**WORK TO COMPLETE:**
Put every line of the listing below into a JSON list of strings, one string per line, leaving out blank lines.

**LISTING:**
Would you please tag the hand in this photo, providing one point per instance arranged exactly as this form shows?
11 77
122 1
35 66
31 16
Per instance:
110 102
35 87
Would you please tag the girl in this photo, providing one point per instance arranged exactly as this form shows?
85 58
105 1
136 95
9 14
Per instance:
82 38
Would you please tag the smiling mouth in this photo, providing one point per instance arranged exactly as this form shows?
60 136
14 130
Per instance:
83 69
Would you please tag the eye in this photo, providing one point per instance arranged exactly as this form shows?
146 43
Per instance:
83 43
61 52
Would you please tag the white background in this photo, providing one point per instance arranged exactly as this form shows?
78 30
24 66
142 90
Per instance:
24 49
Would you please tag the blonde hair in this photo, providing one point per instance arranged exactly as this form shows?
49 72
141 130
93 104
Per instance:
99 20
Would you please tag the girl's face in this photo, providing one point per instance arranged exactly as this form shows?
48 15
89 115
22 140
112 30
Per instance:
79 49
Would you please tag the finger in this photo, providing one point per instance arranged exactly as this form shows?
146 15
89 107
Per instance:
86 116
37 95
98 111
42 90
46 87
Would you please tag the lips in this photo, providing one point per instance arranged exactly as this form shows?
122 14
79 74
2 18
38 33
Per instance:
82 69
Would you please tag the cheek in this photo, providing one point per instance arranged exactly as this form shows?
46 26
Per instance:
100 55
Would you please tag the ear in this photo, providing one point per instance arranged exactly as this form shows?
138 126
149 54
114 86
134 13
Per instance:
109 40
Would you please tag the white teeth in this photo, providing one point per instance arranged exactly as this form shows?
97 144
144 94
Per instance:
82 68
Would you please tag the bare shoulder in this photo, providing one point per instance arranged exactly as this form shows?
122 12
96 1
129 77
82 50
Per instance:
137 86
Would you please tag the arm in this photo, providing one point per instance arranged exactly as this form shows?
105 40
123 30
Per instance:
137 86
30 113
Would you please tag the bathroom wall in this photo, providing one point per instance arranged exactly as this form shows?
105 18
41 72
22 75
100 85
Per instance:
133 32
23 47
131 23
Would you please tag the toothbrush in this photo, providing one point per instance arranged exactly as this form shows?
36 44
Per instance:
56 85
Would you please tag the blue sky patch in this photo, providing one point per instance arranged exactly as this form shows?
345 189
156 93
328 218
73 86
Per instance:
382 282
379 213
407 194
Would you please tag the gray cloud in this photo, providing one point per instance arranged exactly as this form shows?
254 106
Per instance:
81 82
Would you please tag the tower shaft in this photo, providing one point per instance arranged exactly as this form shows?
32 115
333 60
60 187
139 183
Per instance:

**SOLUTION TO THE PROBLEM:**
[
  "Would you please tag the hand in this photo, providing one point per instance arranged exactly as this form shows?",
  "11 77",
  "122 1",
  "35 66",
  "31 16",
  "Per instance:",
  "110 102",
  "35 87",
  "Would you please tag the girl in this photo, providing one point per instance arranged exactly as this form shows?",
  "85 58",
  "105 1",
  "136 95",
  "9 14",
  "Per instance:",
  "82 38",
  "Would you please tag the smiling mouth in this photo, providing one point per instance arranged exactly as this form shows?",
  "60 136",
  "14 130",
  "Per instance:",
  "83 69",
  "Would you please tag the eye in this photo, providing one point per instance arranged exactly as this form shows?",
  "146 43",
  "Per instance:",
  "83 43",
  "61 52",
  "Would you please tag the white background in this photo, providing one point per instance arranged exactly as this form shows?",
  "78 30",
  "24 66",
  "142 90",
  "Per instance:",
  "24 49",
  "Would you please tag the blonde hair in this photo, providing one point per instance arranged exactly as this form shows?",
  "49 72",
  "141 130",
  "93 104",
  "Per instance:",
  "99 20",
  "Would you please tag the girl's face in this photo, providing one point per instance arranged exactly as this form shows?",
  "48 15",
  "89 115",
  "22 140",
  "112 30",
  "Per instance:",
  "79 49",
  "Would you please tag the finger in this photo, providing one point per instance arranged exactly as this form shows?",
  "146 15",
  "89 107",
  "Per instance:",
  "86 116",
  "37 95",
  "98 111",
  "42 90",
  "46 87",
  "Would you please tag the lips in this photo, providing one point per instance arranged exactly as this form shows?",
  "122 14",
  "79 74",
  "2 18",
  "38 33",
  "Per instance:",
  "82 69",
  "Would you please tag the cheek in this photo, providing one point per instance arranged exactly as this form shows?",
  "46 26",
  "Per instance:",
  "100 55",
  "Would you please tag the ear in this photo, providing one point per instance arranged exactly as this form shows?",
  "138 126",
  "149 54",
  "114 86",
  "134 13",
  "Per instance:",
  "109 40",
  "Would you please tag the white teeth in this photo, providing one point per instance arranged exactly as this form shows?",
  "97 144",
  "144 94",
  "Per instance:",
  "82 68",
  "Would you please tag the bare shoulder in this photo, providing one point per instance arranged exactly as this form shows?",
  "122 12",
  "96 1",
  "129 77",
  "82 50",
  "Per instance:",
  "137 86",
  "Would you please tag the arm in this photo, providing one point per instance arranged exactly as this form shows?",
  "105 40",
  "123 30",
  "Per instance:",
  "137 86",
  "30 113",
  "Would you please tag the bathroom wall in this photo, providing one point per instance arranged exactly as this form shows?",
  "105 18",
  "41 72",
  "22 75",
  "100 85",
  "Per instance:",
  "133 32",
  "23 47",
  "131 23",
  "Would you please tag the toothbrush in this photo, providing one point per instance arranged exactly as this form shows?",
  "36 44",
  "Per instance:",
  "56 85",
  "Would you please tag the blue sky patch in this photo, providing one point per instance arranged exactly as this form shows?",
  "345 189",
  "156 93",
  "328 218",
  "73 86",
  "Per instance:",
  "382 282",
  "379 213",
  "407 194",
  "Would you please tag the gray cloud in this photo, providing one point per instance arranged exactly as this form shows?",
  "254 106",
  "Per instance:",
  "81 82",
  "Would you please tag the tower shaft in this photo, providing one point per instance arranged exactly as this form shows?",
  "32 115",
  "333 60",
  "60 187",
  "139 183",
  "Per instance:"
]